* **What is asked**: Pull out each line in the material below that contains the word "hillside".

* **Extracted data**:
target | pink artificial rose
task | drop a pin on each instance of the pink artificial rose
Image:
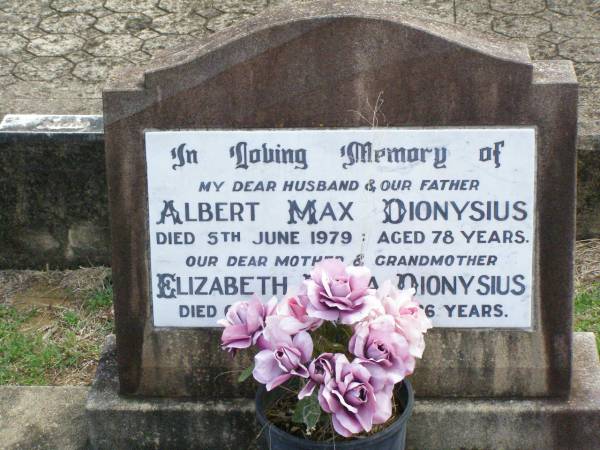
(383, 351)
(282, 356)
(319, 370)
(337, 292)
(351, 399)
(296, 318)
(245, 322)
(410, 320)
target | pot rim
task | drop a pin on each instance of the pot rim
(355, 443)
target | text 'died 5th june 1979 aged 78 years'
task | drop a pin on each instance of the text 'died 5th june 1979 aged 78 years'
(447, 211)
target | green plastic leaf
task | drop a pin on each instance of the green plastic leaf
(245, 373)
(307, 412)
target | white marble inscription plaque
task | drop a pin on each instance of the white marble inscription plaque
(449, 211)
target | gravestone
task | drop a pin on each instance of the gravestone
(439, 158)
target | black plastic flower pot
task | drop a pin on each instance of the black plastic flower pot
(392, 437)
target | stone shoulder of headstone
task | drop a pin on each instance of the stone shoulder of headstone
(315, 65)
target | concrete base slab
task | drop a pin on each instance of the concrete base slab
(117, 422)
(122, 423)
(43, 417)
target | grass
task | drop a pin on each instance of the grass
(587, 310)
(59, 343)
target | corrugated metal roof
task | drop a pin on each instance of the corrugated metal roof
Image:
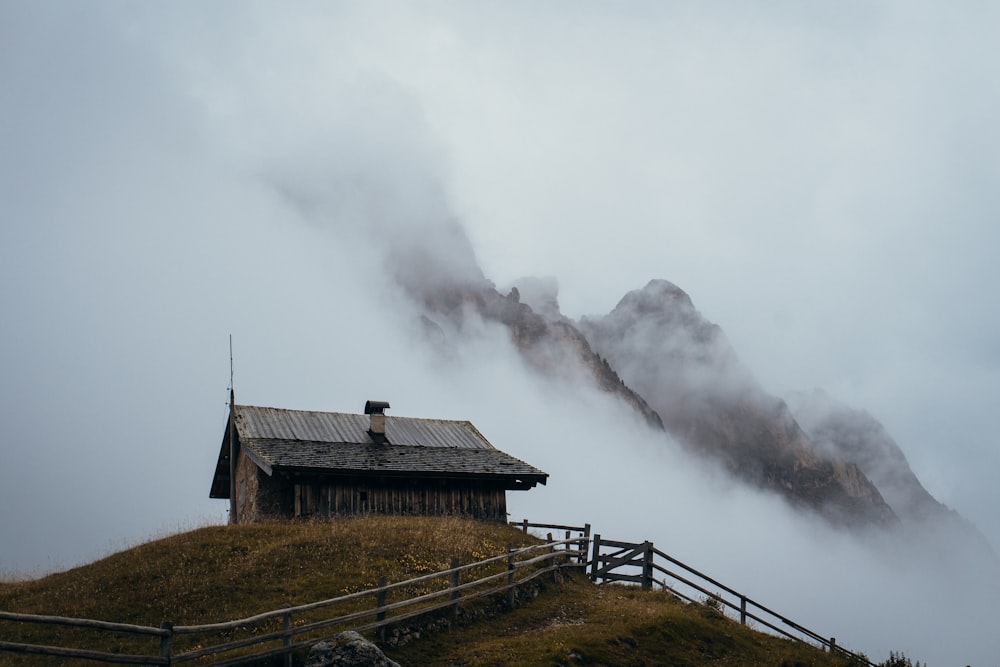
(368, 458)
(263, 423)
==
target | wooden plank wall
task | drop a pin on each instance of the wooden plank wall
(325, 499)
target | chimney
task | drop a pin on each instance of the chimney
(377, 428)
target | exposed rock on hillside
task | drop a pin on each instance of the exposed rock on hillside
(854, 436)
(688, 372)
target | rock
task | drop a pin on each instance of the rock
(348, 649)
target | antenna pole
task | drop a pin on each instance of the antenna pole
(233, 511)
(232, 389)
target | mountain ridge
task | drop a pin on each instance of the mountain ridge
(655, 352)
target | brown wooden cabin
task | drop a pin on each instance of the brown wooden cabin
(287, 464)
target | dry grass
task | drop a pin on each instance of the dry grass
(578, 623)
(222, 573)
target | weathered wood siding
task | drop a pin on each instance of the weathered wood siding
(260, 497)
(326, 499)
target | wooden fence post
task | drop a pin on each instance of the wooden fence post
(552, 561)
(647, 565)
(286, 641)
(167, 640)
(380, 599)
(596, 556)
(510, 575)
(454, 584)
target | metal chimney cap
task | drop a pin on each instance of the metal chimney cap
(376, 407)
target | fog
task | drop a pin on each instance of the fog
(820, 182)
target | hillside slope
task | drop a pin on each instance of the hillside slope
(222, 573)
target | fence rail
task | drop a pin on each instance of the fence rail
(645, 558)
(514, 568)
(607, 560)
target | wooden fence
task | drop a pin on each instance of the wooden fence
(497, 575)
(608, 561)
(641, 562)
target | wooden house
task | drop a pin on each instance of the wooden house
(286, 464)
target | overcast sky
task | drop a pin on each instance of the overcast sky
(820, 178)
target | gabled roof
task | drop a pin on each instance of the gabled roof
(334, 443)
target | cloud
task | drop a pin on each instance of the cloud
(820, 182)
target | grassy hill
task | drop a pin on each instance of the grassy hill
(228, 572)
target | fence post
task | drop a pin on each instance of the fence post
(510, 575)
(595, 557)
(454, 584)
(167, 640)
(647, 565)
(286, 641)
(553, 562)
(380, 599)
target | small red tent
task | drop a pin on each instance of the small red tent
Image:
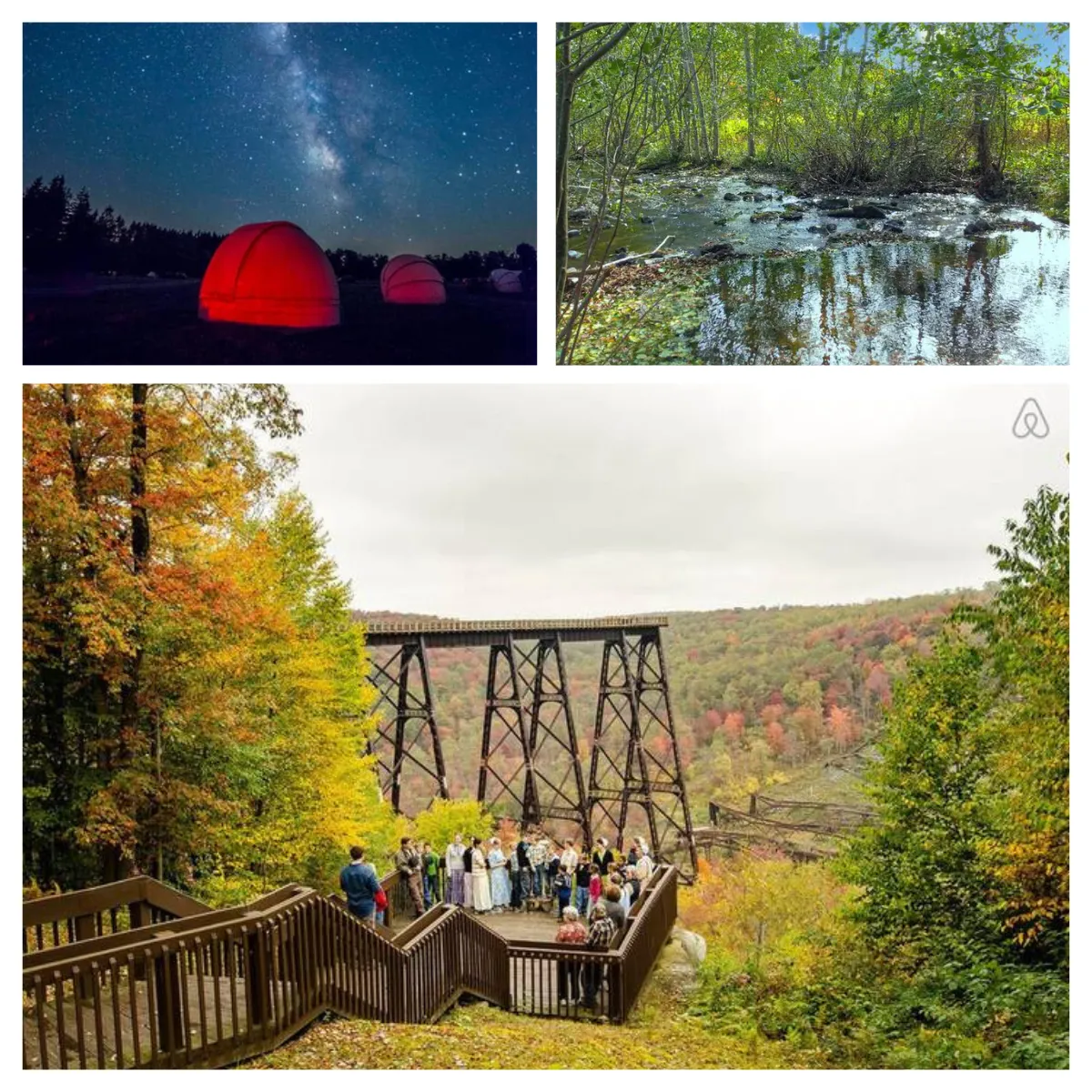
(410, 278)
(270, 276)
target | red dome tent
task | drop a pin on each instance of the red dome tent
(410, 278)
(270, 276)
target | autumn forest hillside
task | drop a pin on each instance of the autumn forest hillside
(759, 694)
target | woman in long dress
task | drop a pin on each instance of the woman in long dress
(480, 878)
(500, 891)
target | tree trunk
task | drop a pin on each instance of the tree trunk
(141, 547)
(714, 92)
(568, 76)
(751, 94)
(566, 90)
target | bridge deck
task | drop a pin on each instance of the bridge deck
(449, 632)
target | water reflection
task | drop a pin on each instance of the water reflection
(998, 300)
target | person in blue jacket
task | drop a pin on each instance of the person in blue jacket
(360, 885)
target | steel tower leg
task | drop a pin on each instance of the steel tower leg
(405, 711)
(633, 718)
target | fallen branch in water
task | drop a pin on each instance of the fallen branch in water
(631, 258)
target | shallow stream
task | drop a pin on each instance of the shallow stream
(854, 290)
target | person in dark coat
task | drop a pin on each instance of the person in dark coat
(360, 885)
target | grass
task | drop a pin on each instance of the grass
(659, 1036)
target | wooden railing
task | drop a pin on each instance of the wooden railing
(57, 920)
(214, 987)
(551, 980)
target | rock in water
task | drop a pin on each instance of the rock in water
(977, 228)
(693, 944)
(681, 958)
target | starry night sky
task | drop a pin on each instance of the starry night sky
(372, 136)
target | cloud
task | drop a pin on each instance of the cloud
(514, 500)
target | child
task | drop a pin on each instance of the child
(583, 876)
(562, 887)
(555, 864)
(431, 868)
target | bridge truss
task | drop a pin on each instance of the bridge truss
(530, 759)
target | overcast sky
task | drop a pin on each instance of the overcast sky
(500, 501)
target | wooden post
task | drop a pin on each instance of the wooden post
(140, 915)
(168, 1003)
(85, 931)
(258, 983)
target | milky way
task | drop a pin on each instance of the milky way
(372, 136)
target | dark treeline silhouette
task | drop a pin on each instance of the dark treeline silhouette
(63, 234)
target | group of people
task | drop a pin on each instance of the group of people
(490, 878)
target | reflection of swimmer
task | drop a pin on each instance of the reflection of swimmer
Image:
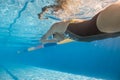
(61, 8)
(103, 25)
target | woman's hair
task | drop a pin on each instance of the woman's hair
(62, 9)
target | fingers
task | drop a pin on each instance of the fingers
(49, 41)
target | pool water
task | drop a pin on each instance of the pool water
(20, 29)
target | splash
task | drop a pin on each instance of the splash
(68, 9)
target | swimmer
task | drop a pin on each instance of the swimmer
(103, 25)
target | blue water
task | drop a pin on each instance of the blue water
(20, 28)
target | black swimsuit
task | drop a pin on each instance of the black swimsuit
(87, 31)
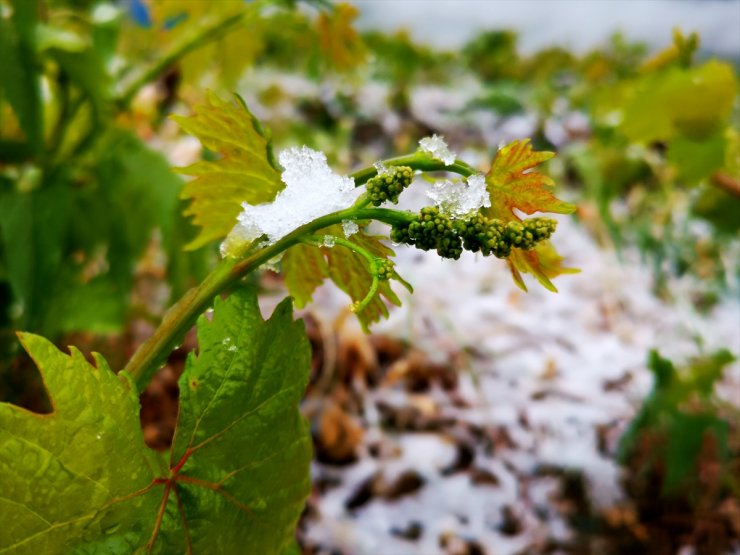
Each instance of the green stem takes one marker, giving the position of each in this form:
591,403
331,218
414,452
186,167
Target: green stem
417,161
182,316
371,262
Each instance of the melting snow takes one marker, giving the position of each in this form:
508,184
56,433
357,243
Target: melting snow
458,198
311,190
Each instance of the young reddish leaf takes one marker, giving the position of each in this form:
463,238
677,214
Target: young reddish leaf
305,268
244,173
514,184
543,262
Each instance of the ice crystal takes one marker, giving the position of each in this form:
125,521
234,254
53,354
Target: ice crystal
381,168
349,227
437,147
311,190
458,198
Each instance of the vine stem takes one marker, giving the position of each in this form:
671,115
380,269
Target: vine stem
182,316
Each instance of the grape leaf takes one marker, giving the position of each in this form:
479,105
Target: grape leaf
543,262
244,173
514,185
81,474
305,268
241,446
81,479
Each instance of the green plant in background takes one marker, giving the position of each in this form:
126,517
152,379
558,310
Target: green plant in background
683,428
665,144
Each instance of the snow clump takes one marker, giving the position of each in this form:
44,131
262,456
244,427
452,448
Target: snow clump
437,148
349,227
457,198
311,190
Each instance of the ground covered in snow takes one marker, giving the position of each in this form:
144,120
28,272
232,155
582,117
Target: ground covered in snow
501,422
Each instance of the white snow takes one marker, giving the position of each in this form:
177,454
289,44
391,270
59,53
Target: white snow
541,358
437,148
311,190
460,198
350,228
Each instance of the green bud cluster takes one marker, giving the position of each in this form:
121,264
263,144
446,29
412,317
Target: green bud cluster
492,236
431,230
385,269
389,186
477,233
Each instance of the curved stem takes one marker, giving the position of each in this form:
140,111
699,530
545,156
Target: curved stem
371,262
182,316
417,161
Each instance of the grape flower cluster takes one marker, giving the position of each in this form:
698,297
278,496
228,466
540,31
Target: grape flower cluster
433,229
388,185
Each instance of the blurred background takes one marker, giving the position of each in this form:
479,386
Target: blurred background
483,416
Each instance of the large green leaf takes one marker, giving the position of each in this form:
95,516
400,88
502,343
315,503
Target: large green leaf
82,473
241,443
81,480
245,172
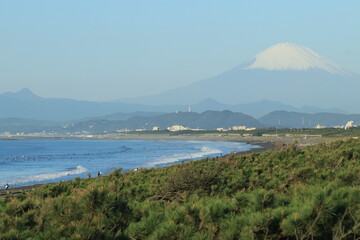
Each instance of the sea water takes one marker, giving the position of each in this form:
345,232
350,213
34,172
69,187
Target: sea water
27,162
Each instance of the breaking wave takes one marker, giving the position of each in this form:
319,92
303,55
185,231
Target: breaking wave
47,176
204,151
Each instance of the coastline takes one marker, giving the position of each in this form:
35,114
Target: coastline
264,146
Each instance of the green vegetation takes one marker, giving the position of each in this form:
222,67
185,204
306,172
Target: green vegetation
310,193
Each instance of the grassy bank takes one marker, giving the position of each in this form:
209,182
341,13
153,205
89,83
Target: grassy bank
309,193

* **Reply to the task**:
target | exposed rock on hillside
task | drop a pin on each instance of the exposed rock on hillside
target | hillside slope
task | drop a pin on each instance of the hillside slope
target | autumn forest hillside
task | drop a pin on each instance of the autumn forest hillside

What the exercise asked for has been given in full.